╭─ SELECTION

How to you get a drummer off your porch? Pay him for the pizza.

What do you call a drummer that just broke up with his girlfriend? Homeless.

How you you tell if the rummer's riser is level? The drool flows evenly down both sides of his mouth.


----------



## Mooh (Mar 7, 2007)

Did you hear about the bass player who locked his keys in his car?

It took him hours to get the drummer out.

Peace, Mooh.


----------



## mario (Feb 18, 2006)

Q: How do you save a bass player from drowning?

A: Throw him his amp.


----------



## zontar (Oct 25, 2007)

Mooh said:


> Did you hear about the bass player who locked his keys in his car?
> 
> It took him hours to get the drummer out.
> 
> Peace, Mooh.


That one never gets old...

Did you hear about the electric bass player who was so bad that even the lead singer noticed? 

What's a bassoon good for?
Kindling for an accordion fire.


----------



## shoretyus (Jan 6, 2007)

You want to hear jokes?... buy a Hammond and tell people that you are going to practice your on your organ......


----------



## Mooh (Mar 7, 2007)

shoretyus said:


> You want to hear jokes?... buy a Hammond and tell people that you are going to practice your on your organ......


Yes, a lot of people have come to know Leslie's and Hammond's organs...

Peace, Mooh.


----------



## Robert1950 (Jan 21, 2006)

*Hey, did you hear about the drummer who finished high school? **Me neither.*


----------



## bluesmostly (Feb 10, 2006)

keep em comin' boys, this is good stuff. I use them to entertain to the crowd between songs at gigs these days. lots of snickers and groans, they love it!


----------



## Mooh (Mar 7, 2007)

What do you get when you play New Age music backwards?

New Age Music.

Peace, Mooh.


----------



## Mooh (Mar 7, 2007)

What's an accordion good for?

Learning how to fold a road map.

Peace, Mooh.


----------



## Mooh (Mar 7, 2007)

The festival director and the bag piper are both still alive and you only have one bullet left in you gun. Which one do you shoot and why?

The festival director. Business before pleasure.

Peace, Mooh.


----------



## Mooh (Mar 7, 2007)

Three men die and ascend to Heaven. As they approach the front entrance, Saint Peter is there to greet them. To their surprise he asks only one question, "What was your occupation on Earth?"

"I was a doctor," the first man answers.

"OK, " says Saint Peter. "Go right through those Pearly Gates straight ahead. Next! What did you do on Earth?"

"I was a school teacher," the second man says.

"OK, go right through those Pearly Gates straight ahead. Next! And what did you do?"

"I was a musician."

"OK, go around the side, up the freight elevator, and through the kitchen."

Peace, Mooh.


----------



## Mooh (Mar 7, 2007)

What's the difference between the drummer's wife and a Porsche?

Most of the guys in the band have never been in a Porsche.

Peace, Mooh.


----------



## Mooh (Mar 7, 2007)

How many bluegrass players does it take to change a light bulb?

None. They won't touch anything electric. 

Peace, Mooh.


----------



## Mooh (Mar 7, 2007)

╰─

WRITTEN INSTRUCTION ::
Answer these from the musician-joke thread above:
(a) What should you throw a drowning bass player?
(b) What is an accordion good for?
(c) Which way does Saint Peter tell the musician to go?

╭─ PROVIDED DATA

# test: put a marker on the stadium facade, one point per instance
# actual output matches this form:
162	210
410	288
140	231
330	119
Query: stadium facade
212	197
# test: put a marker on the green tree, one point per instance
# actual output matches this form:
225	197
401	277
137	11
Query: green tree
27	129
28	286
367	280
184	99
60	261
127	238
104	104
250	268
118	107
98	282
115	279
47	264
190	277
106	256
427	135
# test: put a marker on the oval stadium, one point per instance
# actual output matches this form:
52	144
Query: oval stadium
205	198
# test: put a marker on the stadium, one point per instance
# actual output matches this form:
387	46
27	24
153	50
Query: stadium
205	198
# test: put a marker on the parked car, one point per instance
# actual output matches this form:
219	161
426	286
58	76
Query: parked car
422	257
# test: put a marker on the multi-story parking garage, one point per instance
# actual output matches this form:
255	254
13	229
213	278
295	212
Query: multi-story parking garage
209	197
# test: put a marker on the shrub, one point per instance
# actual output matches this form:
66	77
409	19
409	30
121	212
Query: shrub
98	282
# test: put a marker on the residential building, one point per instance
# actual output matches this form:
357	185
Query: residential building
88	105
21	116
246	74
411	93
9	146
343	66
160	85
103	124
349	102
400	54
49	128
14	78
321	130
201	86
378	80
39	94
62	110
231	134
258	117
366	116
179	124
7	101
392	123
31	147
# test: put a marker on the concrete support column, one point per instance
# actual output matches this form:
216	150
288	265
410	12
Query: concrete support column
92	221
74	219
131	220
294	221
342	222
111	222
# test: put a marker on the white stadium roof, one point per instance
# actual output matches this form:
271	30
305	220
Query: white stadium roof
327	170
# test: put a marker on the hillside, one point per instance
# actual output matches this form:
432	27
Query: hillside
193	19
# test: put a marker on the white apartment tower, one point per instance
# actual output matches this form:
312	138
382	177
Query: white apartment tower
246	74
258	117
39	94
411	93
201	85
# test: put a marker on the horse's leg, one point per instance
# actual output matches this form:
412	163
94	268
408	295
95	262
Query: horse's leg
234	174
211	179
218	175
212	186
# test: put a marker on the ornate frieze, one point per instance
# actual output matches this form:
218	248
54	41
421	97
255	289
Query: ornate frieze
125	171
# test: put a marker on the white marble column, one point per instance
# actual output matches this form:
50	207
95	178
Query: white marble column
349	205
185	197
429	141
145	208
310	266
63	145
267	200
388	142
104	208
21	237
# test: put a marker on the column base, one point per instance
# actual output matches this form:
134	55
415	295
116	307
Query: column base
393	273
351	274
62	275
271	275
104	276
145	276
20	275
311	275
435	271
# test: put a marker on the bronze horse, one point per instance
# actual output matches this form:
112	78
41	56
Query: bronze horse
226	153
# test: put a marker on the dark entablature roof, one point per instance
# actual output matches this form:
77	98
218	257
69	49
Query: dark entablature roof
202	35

╰─

RESPONSE ::
(a) His amp.
(b) Learning how to fold a road map.
(c) Around the side, up the freight elevator, and through the kitchen.